● WHAT THIS TASK INVOLVES: Reproduce, exactly, the lines of the material below from the line containing "Point to the white lane marking." through the line containing "Point to the white sign.", with both end lines included and nothing else.

● DATA IN THIS EXERCISE:
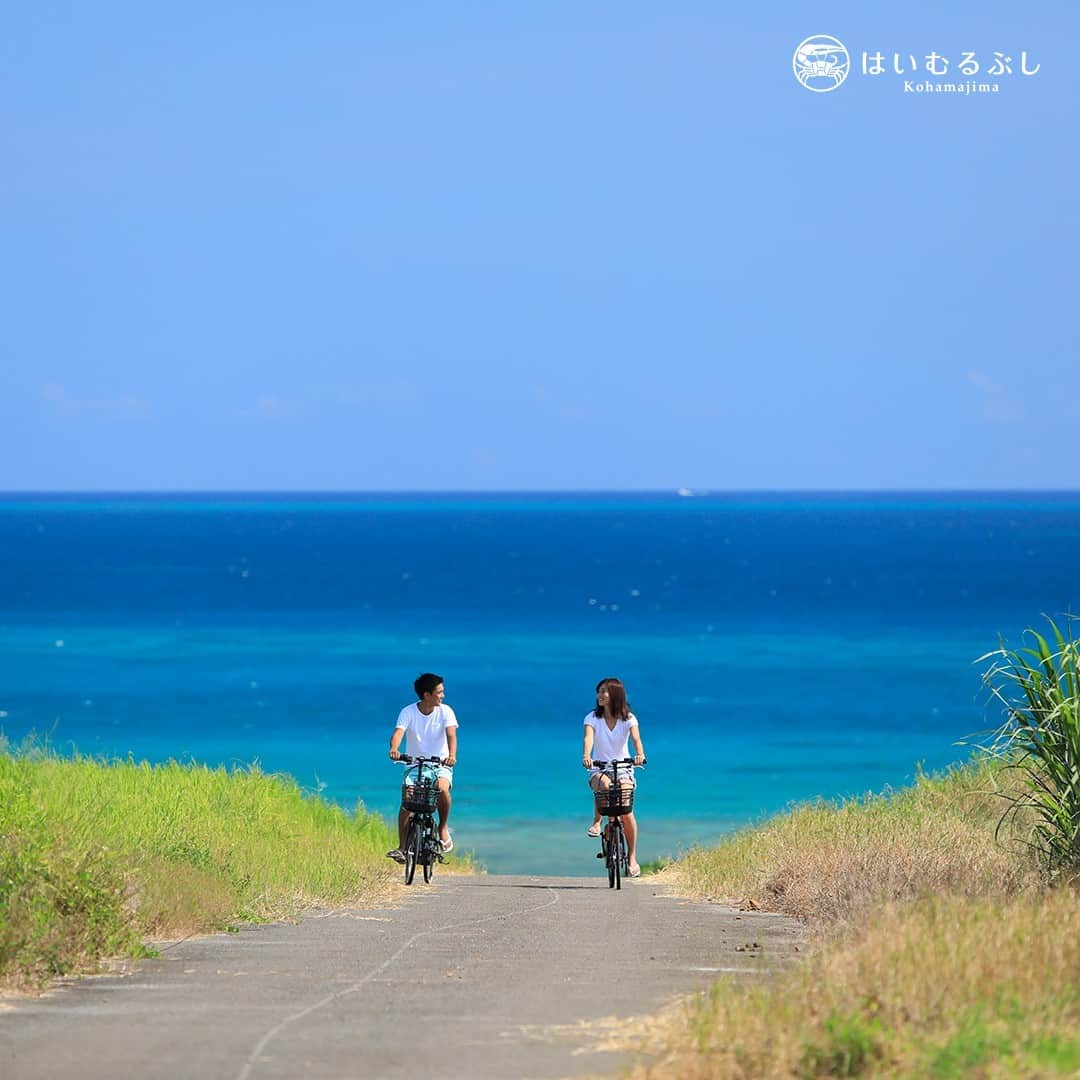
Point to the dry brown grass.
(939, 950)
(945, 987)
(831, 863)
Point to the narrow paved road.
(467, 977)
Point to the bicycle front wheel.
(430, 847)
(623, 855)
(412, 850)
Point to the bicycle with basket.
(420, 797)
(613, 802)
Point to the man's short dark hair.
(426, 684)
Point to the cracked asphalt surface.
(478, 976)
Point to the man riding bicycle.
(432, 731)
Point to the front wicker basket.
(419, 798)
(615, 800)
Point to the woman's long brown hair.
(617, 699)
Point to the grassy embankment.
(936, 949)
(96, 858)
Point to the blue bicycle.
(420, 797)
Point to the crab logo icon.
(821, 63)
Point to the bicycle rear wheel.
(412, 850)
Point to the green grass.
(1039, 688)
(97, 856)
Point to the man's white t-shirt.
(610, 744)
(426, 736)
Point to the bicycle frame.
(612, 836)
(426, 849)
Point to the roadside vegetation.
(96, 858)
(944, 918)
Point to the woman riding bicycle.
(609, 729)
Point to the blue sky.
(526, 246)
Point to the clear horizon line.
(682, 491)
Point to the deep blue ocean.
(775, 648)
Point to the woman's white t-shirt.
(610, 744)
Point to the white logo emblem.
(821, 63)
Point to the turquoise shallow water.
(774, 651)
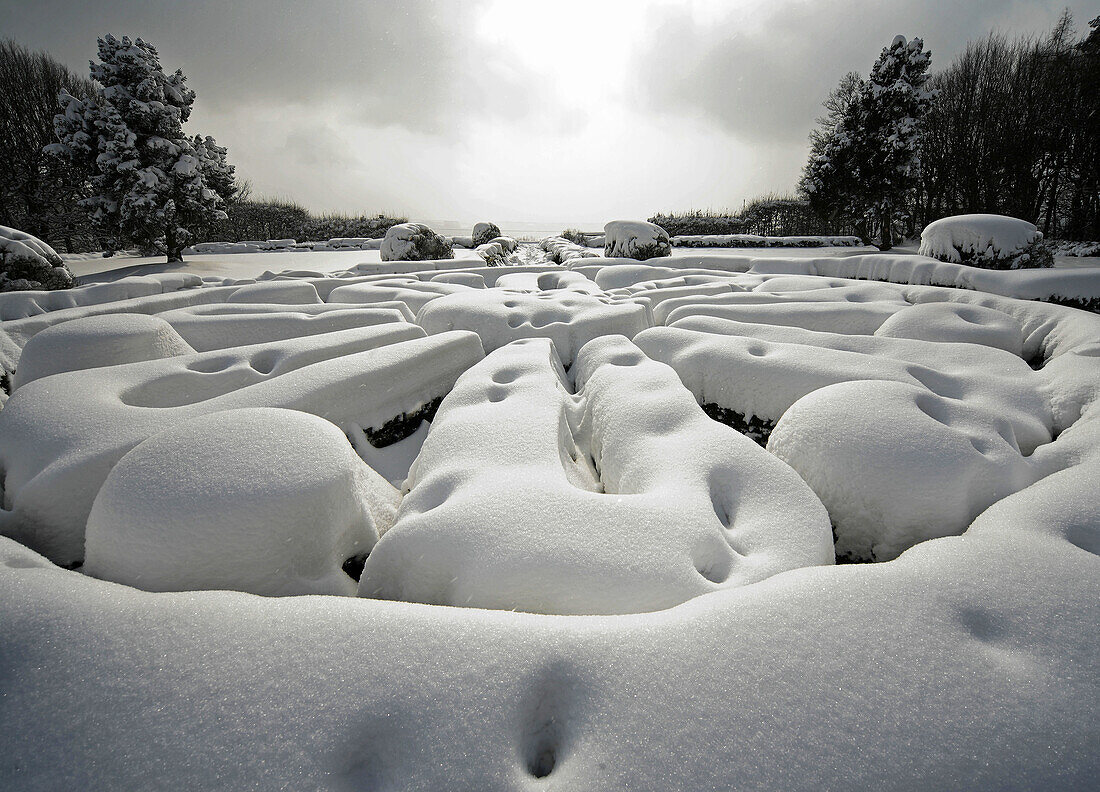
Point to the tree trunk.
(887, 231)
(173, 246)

--

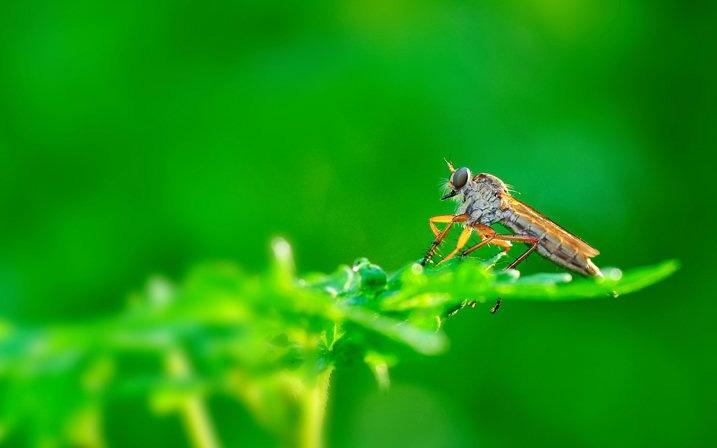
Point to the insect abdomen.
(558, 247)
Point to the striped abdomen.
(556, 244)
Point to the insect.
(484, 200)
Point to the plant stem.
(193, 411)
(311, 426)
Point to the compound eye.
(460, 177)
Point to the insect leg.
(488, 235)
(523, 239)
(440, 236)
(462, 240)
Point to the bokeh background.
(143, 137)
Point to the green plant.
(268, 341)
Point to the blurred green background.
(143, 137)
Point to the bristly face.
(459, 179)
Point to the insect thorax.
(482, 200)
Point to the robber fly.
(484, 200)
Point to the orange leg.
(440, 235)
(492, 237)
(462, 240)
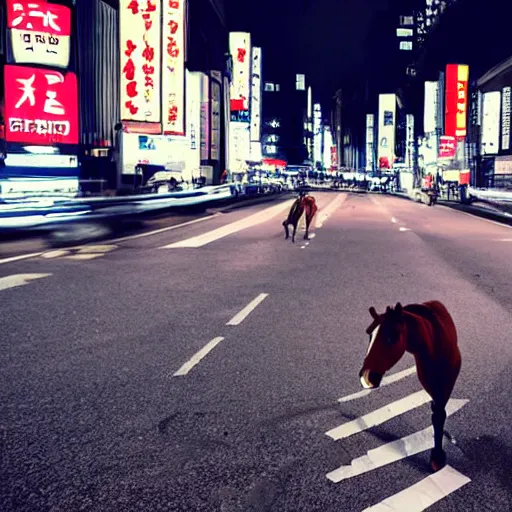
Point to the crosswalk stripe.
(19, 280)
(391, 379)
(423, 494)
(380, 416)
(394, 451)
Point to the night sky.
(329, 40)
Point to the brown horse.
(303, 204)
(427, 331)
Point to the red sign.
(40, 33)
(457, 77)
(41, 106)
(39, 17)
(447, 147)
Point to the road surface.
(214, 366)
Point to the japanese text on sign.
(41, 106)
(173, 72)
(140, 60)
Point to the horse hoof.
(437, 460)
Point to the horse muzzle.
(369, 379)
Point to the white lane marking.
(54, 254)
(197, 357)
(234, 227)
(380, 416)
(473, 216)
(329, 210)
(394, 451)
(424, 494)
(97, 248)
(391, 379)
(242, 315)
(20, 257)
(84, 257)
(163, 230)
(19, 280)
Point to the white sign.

● TASK OUTPUT:
Point to the white lane marking.
(54, 254)
(197, 357)
(234, 227)
(380, 416)
(473, 216)
(329, 210)
(394, 451)
(424, 494)
(97, 248)
(391, 379)
(242, 315)
(20, 257)
(84, 257)
(163, 230)
(19, 280)
Point to the white sign.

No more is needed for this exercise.